Extract, verbatim, all lines starting at the one containing "Indicate every instance of the white house" and ending with the final line of the listing, and no others.

_MATERIAL SHOWN_

--------------------------------

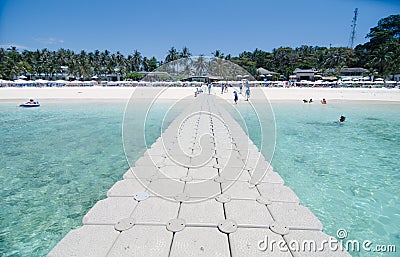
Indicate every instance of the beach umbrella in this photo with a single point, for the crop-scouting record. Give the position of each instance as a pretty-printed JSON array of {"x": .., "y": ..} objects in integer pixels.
[{"x": 41, "y": 81}]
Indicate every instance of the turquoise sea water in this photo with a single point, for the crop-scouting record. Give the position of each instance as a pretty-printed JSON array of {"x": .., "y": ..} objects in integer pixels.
[{"x": 59, "y": 159}]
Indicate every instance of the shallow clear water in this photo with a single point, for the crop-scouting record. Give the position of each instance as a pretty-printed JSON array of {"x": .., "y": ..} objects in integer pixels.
[
  {"x": 347, "y": 174},
  {"x": 59, "y": 159}
]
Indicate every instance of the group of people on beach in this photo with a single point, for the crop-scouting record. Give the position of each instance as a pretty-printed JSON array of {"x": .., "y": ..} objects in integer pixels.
[{"x": 323, "y": 101}]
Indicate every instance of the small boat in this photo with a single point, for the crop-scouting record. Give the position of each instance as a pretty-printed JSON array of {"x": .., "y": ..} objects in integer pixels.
[{"x": 31, "y": 103}]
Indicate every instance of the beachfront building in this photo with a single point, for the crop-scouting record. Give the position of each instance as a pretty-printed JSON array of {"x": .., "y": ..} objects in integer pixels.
[
  {"x": 203, "y": 79},
  {"x": 352, "y": 73},
  {"x": 308, "y": 75},
  {"x": 266, "y": 74}
]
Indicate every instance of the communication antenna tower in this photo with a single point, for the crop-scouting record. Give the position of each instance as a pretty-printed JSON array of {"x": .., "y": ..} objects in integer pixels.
[{"x": 353, "y": 29}]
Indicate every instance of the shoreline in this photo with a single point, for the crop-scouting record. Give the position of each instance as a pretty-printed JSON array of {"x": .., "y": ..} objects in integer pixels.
[{"x": 175, "y": 93}]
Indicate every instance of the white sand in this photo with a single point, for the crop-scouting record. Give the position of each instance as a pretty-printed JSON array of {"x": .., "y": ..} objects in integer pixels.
[{"x": 124, "y": 93}]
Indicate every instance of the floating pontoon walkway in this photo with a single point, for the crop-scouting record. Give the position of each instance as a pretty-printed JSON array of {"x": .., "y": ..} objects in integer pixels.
[{"x": 199, "y": 191}]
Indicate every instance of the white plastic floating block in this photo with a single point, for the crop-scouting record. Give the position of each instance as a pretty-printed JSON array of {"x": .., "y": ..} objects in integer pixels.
[
  {"x": 256, "y": 242},
  {"x": 203, "y": 173},
  {"x": 155, "y": 210},
  {"x": 166, "y": 187},
  {"x": 141, "y": 240},
  {"x": 202, "y": 188},
  {"x": 195, "y": 241},
  {"x": 202, "y": 212},
  {"x": 294, "y": 216},
  {"x": 173, "y": 171},
  {"x": 272, "y": 177},
  {"x": 248, "y": 213},
  {"x": 239, "y": 189},
  {"x": 89, "y": 240},
  {"x": 307, "y": 243},
  {"x": 110, "y": 210},
  {"x": 235, "y": 173}
]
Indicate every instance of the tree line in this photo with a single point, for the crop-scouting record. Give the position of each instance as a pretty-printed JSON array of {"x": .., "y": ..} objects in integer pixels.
[{"x": 380, "y": 55}]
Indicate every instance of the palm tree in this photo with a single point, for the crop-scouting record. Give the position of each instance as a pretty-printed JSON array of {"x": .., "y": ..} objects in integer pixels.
[
  {"x": 218, "y": 54},
  {"x": 185, "y": 52},
  {"x": 173, "y": 55},
  {"x": 200, "y": 65},
  {"x": 381, "y": 58}
]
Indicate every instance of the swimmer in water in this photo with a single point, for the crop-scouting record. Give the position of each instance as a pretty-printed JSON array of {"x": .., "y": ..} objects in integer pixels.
[{"x": 342, "y": 119}]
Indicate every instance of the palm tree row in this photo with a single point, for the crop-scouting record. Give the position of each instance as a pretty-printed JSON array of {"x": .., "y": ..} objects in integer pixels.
[{"x": 379, "y": 55}]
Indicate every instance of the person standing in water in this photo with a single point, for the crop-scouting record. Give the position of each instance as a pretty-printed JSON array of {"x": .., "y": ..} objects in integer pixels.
[{"x": 235, "y": 97}]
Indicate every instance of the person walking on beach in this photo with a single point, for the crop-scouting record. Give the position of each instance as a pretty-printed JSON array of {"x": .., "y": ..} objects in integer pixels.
[
  {"x": 235, "y": 97},
  {"x": 247, "y": 93}
]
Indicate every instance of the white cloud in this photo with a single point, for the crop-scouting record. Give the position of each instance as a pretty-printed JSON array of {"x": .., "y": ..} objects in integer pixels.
[
  {"x": 49, "y": 41},
  {"x": 19, "y": 47}
]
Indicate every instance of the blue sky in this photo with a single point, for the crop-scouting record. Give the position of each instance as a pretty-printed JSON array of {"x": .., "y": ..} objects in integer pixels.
[{"x": 154, "y": 26}]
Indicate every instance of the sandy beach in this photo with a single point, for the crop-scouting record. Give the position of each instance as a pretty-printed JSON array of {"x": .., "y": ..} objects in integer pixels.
[{"x": 273, "y": 94}]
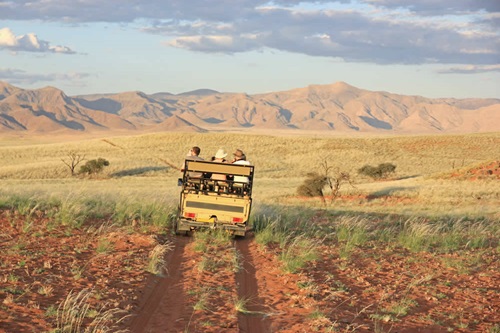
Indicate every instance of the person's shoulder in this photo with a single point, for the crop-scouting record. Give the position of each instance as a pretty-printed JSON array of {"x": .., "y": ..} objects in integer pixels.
[
  {"x": 194, "y": 158},
  {"x": 242, "y": 162}
]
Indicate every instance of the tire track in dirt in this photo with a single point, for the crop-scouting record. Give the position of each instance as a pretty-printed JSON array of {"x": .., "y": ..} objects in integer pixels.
[
  {"x": 255, "y": 321},
  {"x": 163, "y": 303}
]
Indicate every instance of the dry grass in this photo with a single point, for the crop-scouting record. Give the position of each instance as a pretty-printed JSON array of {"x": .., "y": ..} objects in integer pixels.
[{"x": 140, "y": 168}]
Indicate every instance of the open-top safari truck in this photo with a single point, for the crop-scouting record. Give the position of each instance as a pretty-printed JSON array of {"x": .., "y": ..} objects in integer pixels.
[{"x": 208, "y": 202}]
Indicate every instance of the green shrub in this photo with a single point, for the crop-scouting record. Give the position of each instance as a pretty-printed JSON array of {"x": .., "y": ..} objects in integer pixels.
[
  {"x": 93, "y": 166},
  {"x": 378, "y": 172}
]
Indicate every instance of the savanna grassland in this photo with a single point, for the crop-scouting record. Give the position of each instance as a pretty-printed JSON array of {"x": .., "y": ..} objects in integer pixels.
[{"x": 415, "y": 251}]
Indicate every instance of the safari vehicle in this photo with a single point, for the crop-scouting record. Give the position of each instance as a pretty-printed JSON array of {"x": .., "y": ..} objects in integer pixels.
[{"x": 209, "y": 203}]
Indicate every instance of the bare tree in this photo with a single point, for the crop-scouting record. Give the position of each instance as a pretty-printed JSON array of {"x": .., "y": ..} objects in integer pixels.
[
  {"x": 335, "y": 179},
  {"x": 72, "y": 160}
]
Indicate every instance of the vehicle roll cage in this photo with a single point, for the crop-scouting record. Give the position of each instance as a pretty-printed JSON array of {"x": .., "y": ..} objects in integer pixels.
[{"x": 197, "y": 177}]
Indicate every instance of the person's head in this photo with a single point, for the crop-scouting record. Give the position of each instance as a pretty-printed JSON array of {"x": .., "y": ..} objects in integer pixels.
[
  {"x": 220, "y": 154},
  {"x": 195, "y": 151},
  {"x": 239, "y": 155}
]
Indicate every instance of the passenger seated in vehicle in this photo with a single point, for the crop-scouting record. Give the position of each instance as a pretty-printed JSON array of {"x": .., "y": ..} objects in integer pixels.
[
  {"x": 193, "y": 155},
  {"x": 220, "y": 179},
  {"x": 240, "y": 158}
]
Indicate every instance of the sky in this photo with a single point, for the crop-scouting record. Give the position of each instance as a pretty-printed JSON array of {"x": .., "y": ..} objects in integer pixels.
[{"x": 445, "y": 48}]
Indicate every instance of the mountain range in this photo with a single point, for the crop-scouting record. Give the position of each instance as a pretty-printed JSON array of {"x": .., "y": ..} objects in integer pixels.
[{"x": 337, "y": 107}]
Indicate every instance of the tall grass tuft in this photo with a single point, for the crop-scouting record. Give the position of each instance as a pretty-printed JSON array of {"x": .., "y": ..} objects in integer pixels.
[
  {"x": 156, "y": 264},
  {"x": 297, "y": 252},
  {"x": 73, "y": 311}
]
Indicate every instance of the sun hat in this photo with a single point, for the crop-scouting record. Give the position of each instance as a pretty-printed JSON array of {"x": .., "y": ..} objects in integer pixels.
[
  {"x": 239, "y": 153},
  {"x": 220, "y": 153}
]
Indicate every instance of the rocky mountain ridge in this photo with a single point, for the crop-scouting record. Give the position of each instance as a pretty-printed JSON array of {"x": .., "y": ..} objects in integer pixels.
[{"x": 337, "y": 107}]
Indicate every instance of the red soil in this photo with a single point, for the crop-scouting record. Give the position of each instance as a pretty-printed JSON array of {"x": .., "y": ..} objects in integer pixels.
[{"x": 369, "y": 288}]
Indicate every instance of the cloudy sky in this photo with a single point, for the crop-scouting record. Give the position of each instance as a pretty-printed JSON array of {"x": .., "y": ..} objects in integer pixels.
[{"x": 445, "y": 48}]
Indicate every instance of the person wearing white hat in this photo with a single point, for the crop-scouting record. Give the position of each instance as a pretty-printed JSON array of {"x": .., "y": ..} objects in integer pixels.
[{"x": 220, "y": 157}]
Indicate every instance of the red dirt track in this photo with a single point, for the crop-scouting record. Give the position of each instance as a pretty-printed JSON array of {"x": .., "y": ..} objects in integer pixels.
[{"x": 385, "y": 288}]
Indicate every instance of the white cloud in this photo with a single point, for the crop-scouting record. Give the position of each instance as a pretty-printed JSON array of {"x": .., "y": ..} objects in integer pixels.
[
  {"x": 470, "y": 69},
  {"x": 19, "y": 76},
  {"x": 28, "y": 43},
  {"x": 390, "y": 32}
]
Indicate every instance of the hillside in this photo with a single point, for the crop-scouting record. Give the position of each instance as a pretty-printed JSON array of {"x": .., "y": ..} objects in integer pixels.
[{"x": 337, "y": 107}]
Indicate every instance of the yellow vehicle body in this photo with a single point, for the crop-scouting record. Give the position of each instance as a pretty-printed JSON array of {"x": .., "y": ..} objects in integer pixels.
[{"x": 209, "y": 203}]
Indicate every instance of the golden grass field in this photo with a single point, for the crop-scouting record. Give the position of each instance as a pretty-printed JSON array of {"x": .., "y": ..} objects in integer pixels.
[
  {"x": 417, "y": 251},
  {"x": 138, "y": 170}
]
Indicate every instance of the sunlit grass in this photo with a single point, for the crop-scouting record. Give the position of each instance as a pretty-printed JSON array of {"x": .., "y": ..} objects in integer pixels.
[{"x": 138, "y": 170}]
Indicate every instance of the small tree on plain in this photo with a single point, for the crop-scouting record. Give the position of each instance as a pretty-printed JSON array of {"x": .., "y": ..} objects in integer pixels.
[
  {"x": 379, "y": 172},
  {"x": 315, "y": 183},
  {"x": 72, "y": 160},
  {"x": 94, "y": 166}
]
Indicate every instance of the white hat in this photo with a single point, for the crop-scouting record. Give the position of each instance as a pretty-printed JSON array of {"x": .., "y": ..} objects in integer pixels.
[{"x": 221, "y": 153}]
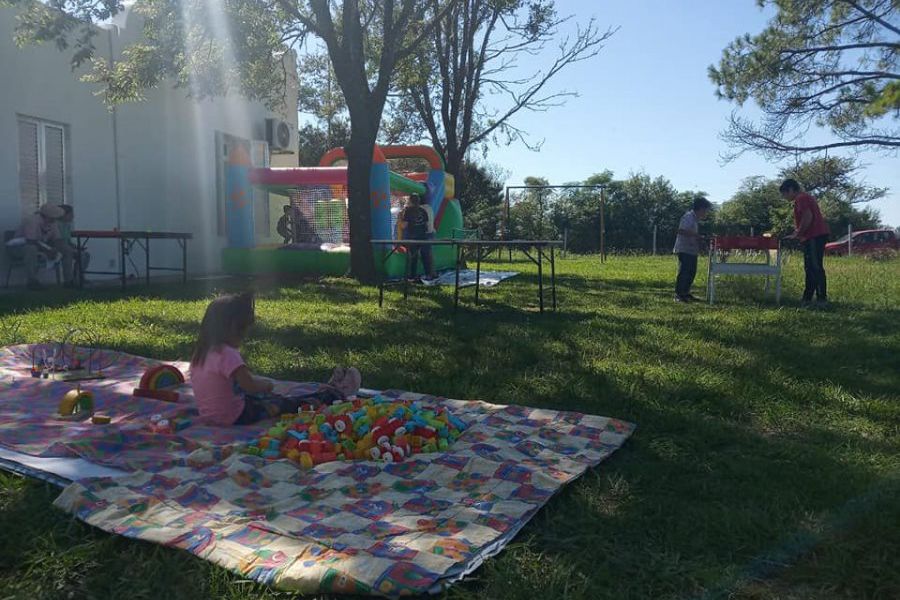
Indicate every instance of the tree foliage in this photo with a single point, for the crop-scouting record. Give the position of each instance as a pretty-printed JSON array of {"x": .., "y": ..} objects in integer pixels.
[
  {"x": 473, "y": 75},
  {"x": 758, "y": 204},
  {"x": 832, "y": 65},
  {"x": 483, "y": 201}
]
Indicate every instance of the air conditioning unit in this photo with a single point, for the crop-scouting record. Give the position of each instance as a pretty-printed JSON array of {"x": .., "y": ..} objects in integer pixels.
[{"x": 278, "y": 134}]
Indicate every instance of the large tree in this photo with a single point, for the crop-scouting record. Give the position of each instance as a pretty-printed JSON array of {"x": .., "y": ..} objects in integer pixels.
[
  {"x": 214, "y": 47},
  {"x": 475, "y": 72},
  {"x": 826, "y": 66}
]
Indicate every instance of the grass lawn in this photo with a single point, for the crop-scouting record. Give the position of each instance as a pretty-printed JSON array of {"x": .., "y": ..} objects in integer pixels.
[{"x": 765, "y": 464}]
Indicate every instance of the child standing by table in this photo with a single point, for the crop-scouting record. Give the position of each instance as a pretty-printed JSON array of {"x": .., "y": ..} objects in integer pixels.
[
  {"x": 226, "y": 391},
  {"x": 415, "y": 220},
  {"x": 811, "y": 229},
  {"x": 687, "y": 247}
]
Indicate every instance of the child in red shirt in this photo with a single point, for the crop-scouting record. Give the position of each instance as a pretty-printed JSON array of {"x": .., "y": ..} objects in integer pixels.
[{"x": 811, "y": 229}]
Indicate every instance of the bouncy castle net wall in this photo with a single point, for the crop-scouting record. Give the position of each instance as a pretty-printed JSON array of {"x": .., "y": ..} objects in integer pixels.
[
  {"x": 319, "y": 215},
  {"x": 398, "y": 201}
]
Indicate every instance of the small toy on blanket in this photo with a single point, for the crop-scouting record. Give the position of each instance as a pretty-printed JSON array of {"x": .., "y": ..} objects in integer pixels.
[
  {"x": 159, "y": 424},
  {"x": 376, "y": 428},
  {"x": 76, "y": 403},
  {"x": 157, "y": 383}
]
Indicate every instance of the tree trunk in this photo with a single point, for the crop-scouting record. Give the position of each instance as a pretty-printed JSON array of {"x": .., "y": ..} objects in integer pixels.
[
  {"x": 453, "y": 163},
  {"x": 359, "y": 170}
]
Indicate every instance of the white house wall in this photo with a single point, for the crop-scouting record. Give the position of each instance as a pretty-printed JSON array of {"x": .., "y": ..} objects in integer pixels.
[{"x": 166, "y": 149}]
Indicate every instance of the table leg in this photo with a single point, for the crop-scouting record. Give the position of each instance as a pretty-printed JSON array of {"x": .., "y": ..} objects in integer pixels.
[
  {"x": 541, "y": 277},
  {"x": 456, "y": 287},
  {"x": 406, "y": 276},
  {"x": 122, "y": 261},
  {"x": 79, "y": 257},
  {"x": 477, "y": 270},
  {"x": 553, "y": 275}
]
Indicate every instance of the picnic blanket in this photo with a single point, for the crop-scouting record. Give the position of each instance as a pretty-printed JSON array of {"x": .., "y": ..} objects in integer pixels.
[{"x": 357, "y": 527}]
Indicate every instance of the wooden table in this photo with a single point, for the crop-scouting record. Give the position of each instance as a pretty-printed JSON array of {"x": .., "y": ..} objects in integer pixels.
[
  {"x": 536, "y": 251},
  {"x": 127, "y": 240},
  {"x": 484, "y": 247}
]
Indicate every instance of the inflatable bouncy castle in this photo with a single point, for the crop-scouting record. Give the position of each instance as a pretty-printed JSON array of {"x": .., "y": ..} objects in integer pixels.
[{"x": 313, "y": 219}]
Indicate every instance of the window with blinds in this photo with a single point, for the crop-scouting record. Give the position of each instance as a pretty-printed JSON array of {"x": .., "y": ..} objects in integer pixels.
[{"x": 42, "y": 164}]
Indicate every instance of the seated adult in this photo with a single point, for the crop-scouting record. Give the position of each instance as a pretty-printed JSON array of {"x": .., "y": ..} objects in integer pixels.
[{"x": 39, "y": 234}]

--------------------------------

_RIGHT ANSWER_
Indicate every instance of the white house wall in this photo with a single point, for the crop-scouting record. Give the position of each instance as a pretty-printed JSON array of {"x": .., "y": ..} objects in integer pixels.
[{"x": 166, "y": 149}]
Indicate every instance of the table leg in this photo with a single point, for the crop-scouting record. Give the position of each instance as a pretty-printed JSON array of {"x": .., "y": ..} objects in integer pixels.
[
  {"x": 541, "y": 277},
  {"x": 456, "y": 287},
  {"x": 406, "y": 276},
  {"x": 122, "y": 261},
  {"x": 79, "y": 257},
  {"x": 477, "y": 270},
  {"x": 553, "y": 275}
]
Indicate every instance of the picnic blanket in this photo with a single point, for the crop-scouting record. Give the position of each instance as a pretty-printed JSON array of {"x": .., "y": ..} objects in integer pixels.
[{"x": 357, "y": 527}]
Indicate every instance of the wooden table in this photo with a single point, for the crop-scouting record. Give the position of each instance as a pretty-printed JSON array of {"x": .., "y": ..} objects in integer pixels.
[
  {"x": 536, "y": 251},
  {"x": 127, "y": 240},
  {"x": 484, "y": 247}
]
Indicate every instance of the inflatable bouncy castle in this photo with a single point, for the crop-scouting record. Give the position of each instance as a pretty-printed JSON array of {"x": .., "y": ..} objects in integer pixels.
[{"x": 313, "y": 219}]
Indicate every instance of the window with blinds in this photo with a single point, for the crop-scouting record. Give the position of each instance as a pretty-printed JSON array of {"x": .., "y": ..} objects in integer pixels.
[{"x": 42, "y": 164}]
Indicate every instance of the seated adult in this photo with a single point, for the crop-scouting record. Give the position of each instance as a pretty-printed JSON array of {"x": .., "y": ..} objects in integer pixels.
[{"x": 39, "y": 234}]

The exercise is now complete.